Tonight I am serving my children

Bird's Eye chicken dippers
Bird's Eye fish fingers
McCain Oven chips
Broccoli
Heinz Baked Beanz

I feel that my mind has been twisted so much that I actually feel bad at producing such a "poor" dinner. But that's silly, isn't it? I mean it's 100 % chicken breast (plus batter, 100 % cod (plus batter), potatoes and sunflower oil...

OP posts:
sallystrawberry · 21/11/2006 23:12

This reply has been deleted

Message withdrawn at poster's request.

CountessDracula · 21/11/2006 23:15

www haddock is bad news too:

Haddock:

Some stocks are believed to be improving but many are highly over-exploited

Haddock are caught in mixed fisheries that also target other highly depleted stocks such as cod and whiting

Haddock fishing is associated with a very high bycatch of cod and juvenile haddock - up to 50% of the catch

(except haddock from Waitrose and M&S - both of these supermarkets are working hard to fish haddock in less wasteful and destructive ways)

handlemecarefully · 21/11/2006 23:50

My children had fishfingers today too, with new potatoes, broccoli and carrots. Making my own fishfingers (as suggested on this thread) would have been unthinkable today, since I could barely get the ones from the freezer onto a baking tray (I can't stand up straight or bend without wincing currently due to acute back pain) without a sweat beading on my brow.

◆ **Supplied information**:
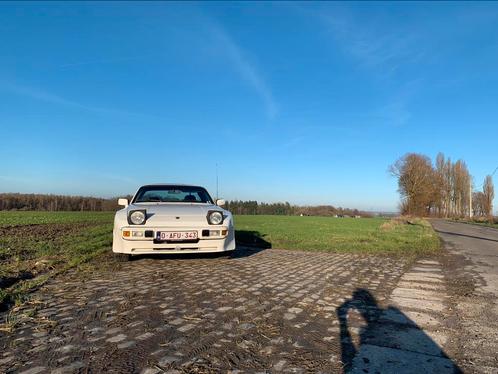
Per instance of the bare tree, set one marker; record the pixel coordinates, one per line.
(489, 194)
(416, 183)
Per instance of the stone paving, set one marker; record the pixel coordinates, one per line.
(410, 335)
(272, 310)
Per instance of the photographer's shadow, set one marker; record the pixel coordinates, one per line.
(390, 342)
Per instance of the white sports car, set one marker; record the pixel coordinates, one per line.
(165, 218)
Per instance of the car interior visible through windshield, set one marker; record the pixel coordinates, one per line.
(172, 194)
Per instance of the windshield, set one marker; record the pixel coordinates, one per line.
(172, 194)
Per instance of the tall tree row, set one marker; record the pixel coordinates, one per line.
(443, 189)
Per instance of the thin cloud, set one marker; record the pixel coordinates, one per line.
(369, 43)
(48, 97)
(244, 67)
(105, 61)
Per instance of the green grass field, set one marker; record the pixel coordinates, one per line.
(35, 246)
(338, 234)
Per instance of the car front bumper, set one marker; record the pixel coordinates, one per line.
(136, 246)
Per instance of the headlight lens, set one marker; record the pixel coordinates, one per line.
(137, 217)
(215, 218)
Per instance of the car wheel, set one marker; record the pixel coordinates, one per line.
(122, 257)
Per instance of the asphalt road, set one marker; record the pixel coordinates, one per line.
(479, 244)
(472, 272)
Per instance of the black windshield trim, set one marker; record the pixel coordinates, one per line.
(158, 187)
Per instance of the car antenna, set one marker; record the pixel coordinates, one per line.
(217, 181)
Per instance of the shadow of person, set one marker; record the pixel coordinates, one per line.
(389, 341)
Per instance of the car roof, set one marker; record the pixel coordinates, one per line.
(169, 185)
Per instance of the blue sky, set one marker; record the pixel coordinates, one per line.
(301, 102)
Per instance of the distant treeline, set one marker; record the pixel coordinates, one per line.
(17, 201)
(253, 207)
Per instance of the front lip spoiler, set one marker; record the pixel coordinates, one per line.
(155, 241)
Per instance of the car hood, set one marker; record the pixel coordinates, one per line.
(167, 212)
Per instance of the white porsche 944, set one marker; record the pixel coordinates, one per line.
(164, 218)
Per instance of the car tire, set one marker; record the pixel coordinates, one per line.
(122, 257)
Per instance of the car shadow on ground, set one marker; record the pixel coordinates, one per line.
(253, 239)
(388, 342)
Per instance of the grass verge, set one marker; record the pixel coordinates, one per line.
(368, 235)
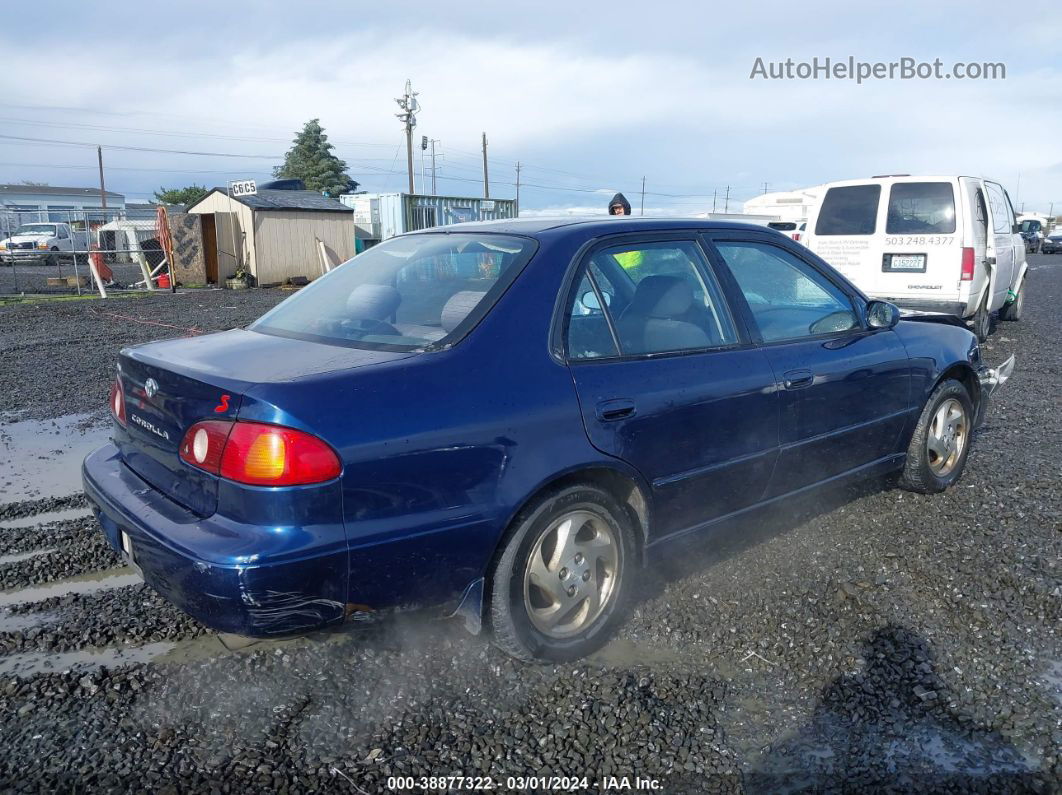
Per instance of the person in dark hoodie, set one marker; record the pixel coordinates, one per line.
(619, 205)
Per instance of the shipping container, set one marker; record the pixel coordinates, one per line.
(380, 215)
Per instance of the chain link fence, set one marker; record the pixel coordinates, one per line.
(47, 252)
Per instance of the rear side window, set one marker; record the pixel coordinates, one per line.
(660, 297)
(1001, 223)
(921, 208)
(409, 293)
(849, 210)
(788, 298)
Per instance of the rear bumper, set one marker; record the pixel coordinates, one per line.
(992, 379)
(216, 570)
(934, 306)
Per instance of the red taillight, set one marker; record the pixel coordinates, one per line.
(118, 401)
(968, 265)
(259, 454)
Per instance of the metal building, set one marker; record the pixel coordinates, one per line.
(273, 234)
(380, 215)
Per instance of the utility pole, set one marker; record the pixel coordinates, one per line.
(486, 184)
(517, 189)
(409, 107)
(432, 142)
(103, 190)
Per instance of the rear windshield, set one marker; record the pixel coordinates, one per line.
(849, 210)
(921, 208)
(409, 293)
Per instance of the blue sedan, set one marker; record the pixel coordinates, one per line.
(506, 420)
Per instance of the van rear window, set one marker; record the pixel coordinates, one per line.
(849, 210)
(921, 208)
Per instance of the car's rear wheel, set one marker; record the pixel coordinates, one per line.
(940, 445)
(1012, 311)
(558, 588)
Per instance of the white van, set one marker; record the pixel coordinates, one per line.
(943, 244)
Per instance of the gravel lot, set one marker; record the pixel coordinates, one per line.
(868, 639)
(31, 279)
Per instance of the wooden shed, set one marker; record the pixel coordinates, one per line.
(273, 234)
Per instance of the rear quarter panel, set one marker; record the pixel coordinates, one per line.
(442, 449)
(935, 348)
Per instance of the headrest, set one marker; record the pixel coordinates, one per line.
(458, 308)
(373, 301)
(662, 296)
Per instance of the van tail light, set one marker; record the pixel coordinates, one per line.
(968, 264)
(259, 454)
(118, 401)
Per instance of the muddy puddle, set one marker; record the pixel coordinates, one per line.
(92, 583)
(49, 517)
(40, 459)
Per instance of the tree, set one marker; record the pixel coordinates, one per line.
(311, 160)
(181, 195)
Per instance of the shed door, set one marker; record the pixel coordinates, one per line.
(210, 246)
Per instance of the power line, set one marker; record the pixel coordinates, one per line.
(137, 149)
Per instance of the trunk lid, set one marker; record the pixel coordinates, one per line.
(172, 384)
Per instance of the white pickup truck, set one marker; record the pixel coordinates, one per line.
(43, 243)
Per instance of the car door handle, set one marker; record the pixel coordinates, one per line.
(610, 411)
(797, 379)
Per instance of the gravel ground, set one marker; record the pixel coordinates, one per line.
(33, 279)
(86, 336)
(863, 640)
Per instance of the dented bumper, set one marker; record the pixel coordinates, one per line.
(215, 569)
(992, 379)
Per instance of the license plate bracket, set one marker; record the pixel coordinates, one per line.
(127, 552)
(904, 262)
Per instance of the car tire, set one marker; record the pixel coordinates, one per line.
(940, 444)
(981, 323)
(1012, 311)
(533, 617)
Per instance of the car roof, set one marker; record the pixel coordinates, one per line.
(593, 224)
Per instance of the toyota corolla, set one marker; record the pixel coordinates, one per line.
(506, 420)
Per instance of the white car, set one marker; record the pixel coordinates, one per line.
(41, 243)
(942, 244)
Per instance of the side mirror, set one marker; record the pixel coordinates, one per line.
(881, 314)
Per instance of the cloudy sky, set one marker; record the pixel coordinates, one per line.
(587, 97)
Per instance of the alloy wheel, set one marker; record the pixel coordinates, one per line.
(947, 436)
(572, 573)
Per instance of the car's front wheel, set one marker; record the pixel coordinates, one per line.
(940, 445)
(559, 586)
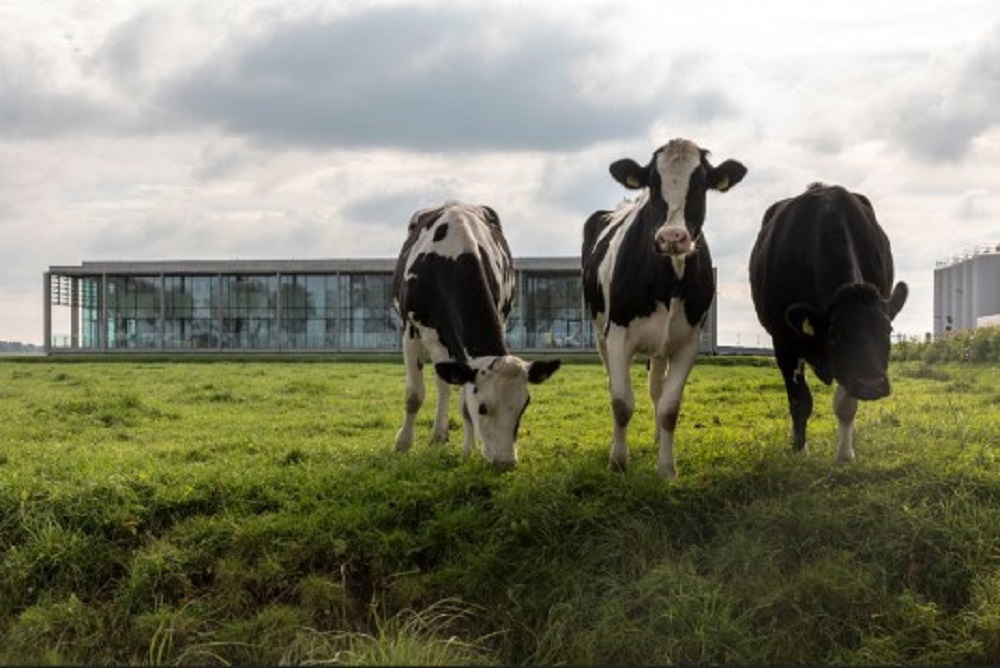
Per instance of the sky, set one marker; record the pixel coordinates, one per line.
(174, 129)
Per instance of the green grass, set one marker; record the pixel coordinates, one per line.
(253, 512)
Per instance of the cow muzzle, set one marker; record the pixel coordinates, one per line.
(672, 240)
(869, 389)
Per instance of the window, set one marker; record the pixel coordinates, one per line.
(249, 312)
(190, 307)
(133, 311)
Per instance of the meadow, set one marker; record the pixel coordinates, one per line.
(156, 512)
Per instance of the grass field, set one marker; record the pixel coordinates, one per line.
(252, 512)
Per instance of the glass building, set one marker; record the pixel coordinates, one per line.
(288, 306)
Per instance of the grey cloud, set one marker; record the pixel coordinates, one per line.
(30, 108)
(941, 123)
(416, 79)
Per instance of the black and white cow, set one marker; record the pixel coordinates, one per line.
(648, 282)
(820, 276)
(453, 287)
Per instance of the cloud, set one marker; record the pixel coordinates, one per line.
(420, 79)
(953, 103)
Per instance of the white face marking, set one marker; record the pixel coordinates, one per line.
(497, 403)
(675, 164)
(467, 232)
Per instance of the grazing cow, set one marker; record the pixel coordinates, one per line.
(453, 287)
(648, 282)
(820, 275)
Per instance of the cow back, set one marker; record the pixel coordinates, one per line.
(454, 278)
(811, 245)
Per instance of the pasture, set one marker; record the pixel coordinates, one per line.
(254, 512)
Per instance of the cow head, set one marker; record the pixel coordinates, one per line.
(854, 330)
(495, 396)
(678, 177)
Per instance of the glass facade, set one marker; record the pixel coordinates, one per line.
(328, 306)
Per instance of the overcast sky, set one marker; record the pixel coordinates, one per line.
(158, 130)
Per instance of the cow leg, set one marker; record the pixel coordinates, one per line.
(799, 397)
(415, 391)
(622, 400)
(657, 369)
(845, 407)
(440, 433)
(669, 406)
(468, 428)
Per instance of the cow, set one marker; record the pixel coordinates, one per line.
(453, 288)
(648, 283)
(821, 272)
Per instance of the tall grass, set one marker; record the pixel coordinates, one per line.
(162, 513)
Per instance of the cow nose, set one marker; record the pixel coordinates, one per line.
(673, 240)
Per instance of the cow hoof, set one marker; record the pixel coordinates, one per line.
(667, 472)
(403, 442)
(503, 467)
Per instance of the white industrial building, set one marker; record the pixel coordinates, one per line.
(967, 291)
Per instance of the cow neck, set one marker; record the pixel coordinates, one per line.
(841, 259)
(477, 329)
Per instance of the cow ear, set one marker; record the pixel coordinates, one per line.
(542, 370)
(455, 373)
(806, 321)
(629, 173)
(726, 175)
(898, 298)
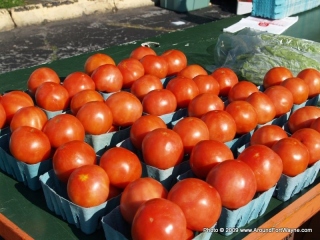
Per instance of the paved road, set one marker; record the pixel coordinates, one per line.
(35, 45)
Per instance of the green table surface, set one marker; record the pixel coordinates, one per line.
(28, 209)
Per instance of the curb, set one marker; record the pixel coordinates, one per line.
(36, 14)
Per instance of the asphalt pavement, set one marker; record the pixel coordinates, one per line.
(38, 44)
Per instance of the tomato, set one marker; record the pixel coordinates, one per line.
(199, 201)
(78, 81)
(141, 51)
(29, 145)
(235, 182)
(82, 97)
(267, 135)
(312, 77)
(184, 89)
(39, 76)
(263, 105)
(88, 186)
(52, 96)
(142, 126)
(311, 139)
(13, 101)
(161, 218)
(136, 193)
(176, 60)
(29, 116)
(191, 130)
(145, 84)
(226, 78)
(63, 128)
(299, 89)
(244, 114)
(275, 76)
(159, 102)
(121, 165)
(96, 117)
(107, 78)
(192, 70)
(125, 107)
(71, 155)
(242, 90)
(131, 69)
(155, 65)
(295, 155)
(203, 103)
(222, 127)
(265, 163)
(206, 154)
(281, 97)
(96, 60)
(162, 148)
(303, 117)
(207, 84)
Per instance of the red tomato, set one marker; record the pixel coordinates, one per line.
(142, 126)
(281, 97)
(203, 103)
(191, 71)
(199, 201)
(295, 155)
(162, 148)
(96, 60)
(96, 117)
(244, 114)
(39, 76)
(267, 135)
(145, 84)
(161, 218)
(155, 65)
(207, 154)
(159, 102)
(138, 192)
(29, 145)
(131, 69)
(311, 139)
(312, 78)
(176, 60)
(303, 117)
(82, 97)
(13, 101)
(222, 127)
(263, 105)
(265, 163)
(275, 76)
(226, 78)
(126, 108)
(70, 156)
(191, 130)
(88, 186)
(107, 78)
(52, 96)
(184, 89)
(299, 89)
(121, 165)
(31, 116)
(207, 84)
(235, 182)
(78, 81)
(142, 51)
(63, 128)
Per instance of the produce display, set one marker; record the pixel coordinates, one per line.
(186, 137)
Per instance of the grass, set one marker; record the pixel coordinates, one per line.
(11, 3)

◆ **Tasks to perform**:
1. Summarize the dinner thread in three sentences.
2. List every food on the menu at the start of the dinner thread.
3. Please write the next part of the dinner thread, starting after its final post.

◆ **Task responses**:
1. The original poster lists a meal of Bird's Eye chicken dippers, Bird's Eye fish fingers, McCain Oven chips, broccoli and Heinz Baked Beanz for their children and admits to feeling bad about serving such a "poor" dinner. The poster then calls that feeling silly, since the food is 100% chicken breast, 100% cod, potatoes and sunflower oil, plus batter. Replies warn that many haddock stocks are highly over-exploited, except haddock from Waitrose and M&S, and describe another family's fish fingers with new potatoes, broccoli and carrots, served despite acute back pain.

2.
Bird's Eye chicken dippers
Bird's Eye fish fingers
McCain Oven chips
Broccoli
Heinz Baked Beanz

3.
Christ knows what I'll give them tomorrow if my back is still fecked....

This weeks menu plan is up in smoke. Thank God for my freezer back up staples!

moondog · 22/11/2006 08:00

I feel very sad that so many of you revel in giving your kids crap.
The ad men are rubbing their hands in glee.
The claptrap they peddly has been swallowed hook line and sinker.

GeorginaA · 22/11/2006 08:05

So the organic/free range/lentil weaved industry uses no marketing whatsoever

moondog · 22/11/2006 08:19

Why does rejecting crap automatically turn you into a willow basket weaving alfalfa growing crusty?
I don't live like that.

niceglasses · 22/11/2006 08:20

Theres a great book called 'The Rebel Sell' forget the author now, about how there is a whole concept of so called 'alternative' /organic/ whatever companies who are just as manipulative as mainstream and trade directly off their wholesome image. Organic/ free range is not above stooping to any level.

nailpolish · 22/11/2006 08:21

if ant and dec gave you 2 wooden plates

one with chicken breast

one with chicken vagina (but covered in breadcrumbs

WHAT WOULD YOU PICK

WHAT WOULD YOUR CHILDREN PICK

??

Tortington · 22/11/2006 08:21

theres a middle ground.

tonight matthew i am going to cook..............custymince concoction with giant pasta.

have to defrost mince. shit

drosophila · 22/11/2006 08:22

Moondog chill!!! My DS has several serious food allergies and has a very restricted diet. His relationship with food as a result is terrible (food having nearly killed him a couple of time can do that). He is a as a result underweight and frankly I am happy if he eats chicken nuggets although I do buy the organic ones from Waitrose (no egg). He will eat veg, luckily, and pasta with Olive oil drizzled over it. This is a typical and frequent meal.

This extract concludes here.